EXERCISE BRIEF: Repeat the records below word for word, keeping every line unchanged.

***** DATASET RECORDS

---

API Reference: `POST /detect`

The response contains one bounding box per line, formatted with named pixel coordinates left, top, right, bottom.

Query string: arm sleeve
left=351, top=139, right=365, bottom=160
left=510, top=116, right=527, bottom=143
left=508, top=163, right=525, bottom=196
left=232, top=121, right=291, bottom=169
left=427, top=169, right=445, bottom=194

**********

ANSWER TO THIS EXERCISE:
---

API Reference: `POST /detect`

The response contains one bounding box per line, formatted with named pixel coordinates left, top, right, bottom.

Query string: arm sleeve
left=351, top=139, right=365, bottom=160
left=510, top=116, right=527, bottom=143
left=508, top=163, right=525, bottom=196
left=232, top=121, right=291, bottom=169
left=427, top=169, right=445, bottom=194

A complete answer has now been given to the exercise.